» **Texto selecionado**

* * * * *

Gil Vicente inspirou-se na lenda de Caronte, da antiguidade clássica. Na mitologia grega, Caronte é o barqueiro do Hades, que carrega as almas dos recém-mortos sobre as águas dos rios Estige e Aqueronte, que dividiam o mundo dos vivos do mundo dos mortos. Uma moeda para pagá-lo pelo trajeto, geralmente um óbolo, era por vezes colocado dentro ou sobre a boca dos cadáveres, de acordo com a tradição funerária da Grécia Antiga.
Gil Vicente, neste auto, substituiu Caronte por dois barqueiros (Diabo e Anjo) e o destino final (Infernos) pelo Inferno ou Paraíso.
Ao criticar os costumes, hábitos e vícios da sociedade, Gil Vicente queria transmitir uma moral a toda a sociedade; pretendia que todos, ao verem a peça, se rissem, mas, em simultâneo, criticava os '' podres '' da sociedade daquele tempo.

* * * * *

» **Linhas de dados**
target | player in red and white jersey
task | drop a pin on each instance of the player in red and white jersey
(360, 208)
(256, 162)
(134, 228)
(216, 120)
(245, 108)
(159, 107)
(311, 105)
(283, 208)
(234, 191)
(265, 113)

* * * * *

» **Tarefas a realizar**
a – Como fica em inglês esta frase do texto sobre Gil Vicente: "Gil Vicente, neste auto, substituiu Caronte por dois barqueiros (Diabo e Anjo) e o destino final (Infernos) pelo Inferno ou Paraíso."?
b – Pode reescrever todos os registros substituindo "red and white jersey" por "blue and white jersey", sem alterar mais nada?

» **Respostas por tarefa**
a – In this play, Gil Vicente replaced Charon with two boatmen (the Devil and the Angel) and the final destination (the Underworld) with Hell or Paradise.

b –
target | player in blue and white jersey
task | drop a pin on each instance of the player in blue and white jersey
(360, 208)
(256, 162)
(134, 228)
(216, 120)
(245, 108)
(159, 107)
(311, 105)
(283, 208)
(234, 191)
(265, 113)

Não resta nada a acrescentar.